--- Data shown ---

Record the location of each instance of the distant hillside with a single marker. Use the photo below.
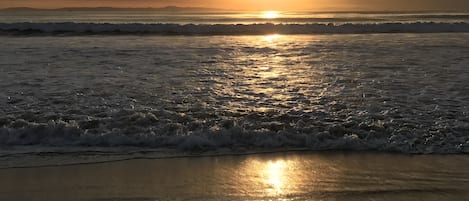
(162, 9)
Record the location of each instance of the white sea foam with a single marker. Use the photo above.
(230, 29)
(388, 92)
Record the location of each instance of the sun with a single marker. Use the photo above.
(270, 14)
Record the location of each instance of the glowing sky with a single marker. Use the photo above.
(317, 5)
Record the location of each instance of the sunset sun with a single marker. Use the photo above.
(270, 14)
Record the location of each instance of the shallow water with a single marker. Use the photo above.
(327, 176)
(392, 92)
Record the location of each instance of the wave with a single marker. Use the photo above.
(228, 29)
(226, 136)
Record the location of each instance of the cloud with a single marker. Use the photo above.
(255, 4)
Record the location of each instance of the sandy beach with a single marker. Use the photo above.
(280, 176)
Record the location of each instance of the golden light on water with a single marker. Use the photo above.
(271, 38)
(270, 14)
(274, 176)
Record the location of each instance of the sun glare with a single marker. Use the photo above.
(270, 14)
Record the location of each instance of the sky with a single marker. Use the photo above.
(313, 5)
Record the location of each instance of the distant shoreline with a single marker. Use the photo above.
(203, 9)
(167, 8)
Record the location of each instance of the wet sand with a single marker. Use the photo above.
(281, 176)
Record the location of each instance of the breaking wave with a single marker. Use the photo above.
(229, 29)
(227, 135)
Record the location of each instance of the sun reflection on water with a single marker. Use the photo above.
(274, 176)
(270, 14)
(271, 38)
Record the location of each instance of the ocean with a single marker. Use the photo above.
(146, 105)
(234, 81)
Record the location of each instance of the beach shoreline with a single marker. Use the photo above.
(329, 175)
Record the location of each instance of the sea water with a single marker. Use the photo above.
(235, 81)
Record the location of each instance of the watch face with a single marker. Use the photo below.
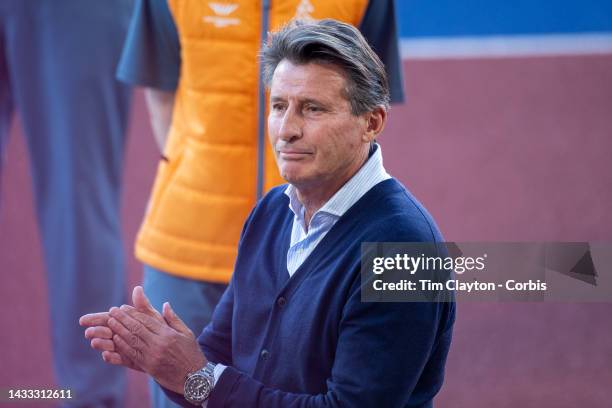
(197, 387)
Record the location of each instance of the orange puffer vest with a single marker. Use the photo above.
(217, 160)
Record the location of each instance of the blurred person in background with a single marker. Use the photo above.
(198, 63)
(57, 70)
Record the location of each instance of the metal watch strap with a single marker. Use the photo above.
(208, 373)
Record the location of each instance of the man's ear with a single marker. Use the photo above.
(375, 123)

--- Problem requirements ---
Print each entry exactly, leaving pictures out.

--- Your response ---
Record the location of each instance of the distant hillside with a single marker. Use the photo below.
(162, 9)
Record the location of each instance of the white sea foam with a single marker. Use the photo above.
(230, 29)
(388, 92)
Record the location of each instance of the sun with a single marker. Use the photo above.
(270, 14)
Record the location of each instance of the glowing sky with a single marker. Use the photo above.
(317, 5)
Record the location of each instance of the sunset sun with a single marker. Use the photo above.
(270, 14)
Record the location of each instance of the shallow water with a single marker. Use the photo above.
(327, 176)
(392, 92)
Record the location of each instance of the wave with a single marker. Use the photo above.
(228, 29)
(226, 136)
Record the location of each instance of the cloud with a single marker. Use the photo above.
(255, 4)
Record the location of each instance of the sandy beach with a single marker. Use the photo above.
(280, 176)
Record the location of each instance of the golden light on water with a single marker. Use the photo above.
(271, 38)
(270, 14)
(274, 176)
Record the location of each instance of the sun glare with a single marker. Use the photo above.
(270, 14)
Record the location of each instance of the sky with a single marker. Use the photo above.
(313, 5)
Record the location of each instance of the distant shoreline with a single marker. Use the photo above.
(203, 9)
(167, 8)
Record the location of each instance of the wet sand with a single marker. Use the photo above.
(281, 176)
Record the location of each instance of the breaking wave with a single marker. Use the photo above.
(229, 29)
(227, 135)
Record the location of each instance of the sun reflection on water with a single marker. Use the photo above.
(274, 176)
(270, 14)
(271, 38)
Record the location of each instance of the ocean with a single marker. Use the photo above.
(146, 105)
(234, 81)
Record the location of each instance of the beach shoreline with a single marker. Use the photo above.
(329, 175)
Record the location of each instance of the sea water with a single marker. Use the photo above.
(235, 81)
Record the location of each instance of the watch face with a single marker. Use the photo below.
(197, 387)
Record the location of each instance of the orange puffer vest with a single marker. Use the photo above.
(217, 160)
Record the location of each instance of the blurred person in background with a single marker. Use the photo above.
(198, 63)
(57, 70)
Record the location of each instance of the metal watch strap with a single marker. Use the photo above.
(208, 373)
Record the location of each instance of the man's ear with a single marker. Use the photo above.
(375, 123)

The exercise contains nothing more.